**AUFGELISTETE EINTRÄGE**
◆ ◆ ◆
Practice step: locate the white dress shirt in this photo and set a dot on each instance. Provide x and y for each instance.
◆ ◆ ◆
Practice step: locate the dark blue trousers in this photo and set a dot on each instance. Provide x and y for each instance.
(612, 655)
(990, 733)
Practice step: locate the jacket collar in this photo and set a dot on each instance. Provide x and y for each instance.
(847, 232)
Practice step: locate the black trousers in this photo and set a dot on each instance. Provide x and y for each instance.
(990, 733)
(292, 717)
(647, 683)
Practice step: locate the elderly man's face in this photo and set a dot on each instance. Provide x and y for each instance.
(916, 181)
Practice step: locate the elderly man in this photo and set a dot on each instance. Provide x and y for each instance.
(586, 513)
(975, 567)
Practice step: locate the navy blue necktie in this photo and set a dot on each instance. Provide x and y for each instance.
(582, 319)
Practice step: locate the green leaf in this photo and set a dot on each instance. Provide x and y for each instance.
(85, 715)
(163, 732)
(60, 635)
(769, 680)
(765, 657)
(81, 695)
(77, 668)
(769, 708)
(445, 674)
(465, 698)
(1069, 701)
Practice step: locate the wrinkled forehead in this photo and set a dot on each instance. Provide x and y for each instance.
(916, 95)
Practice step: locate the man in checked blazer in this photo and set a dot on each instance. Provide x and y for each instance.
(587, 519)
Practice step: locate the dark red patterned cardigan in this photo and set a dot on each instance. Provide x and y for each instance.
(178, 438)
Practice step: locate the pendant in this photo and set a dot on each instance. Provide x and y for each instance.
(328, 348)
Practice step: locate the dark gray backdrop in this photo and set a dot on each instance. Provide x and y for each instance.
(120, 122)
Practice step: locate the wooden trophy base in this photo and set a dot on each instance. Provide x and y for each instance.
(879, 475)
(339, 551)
◆ ◆ ◆
**AUSZUFÜHRENDE AUFGABE**
Ermittle in den Einträgen oben jede Zeile, die die Zeichenfolge "trousers" enthält, und schreibe diese Zeilen vollständig ab.

**ERGEBNIS DER AUFGABE**
Practice step: locate the dark blue trousers in this photo and set a dot on each instance. Provide x and y for each instance.
Practice step: locate the black trousers in this photo and set a dot on each instance. Provide x and y for each instance.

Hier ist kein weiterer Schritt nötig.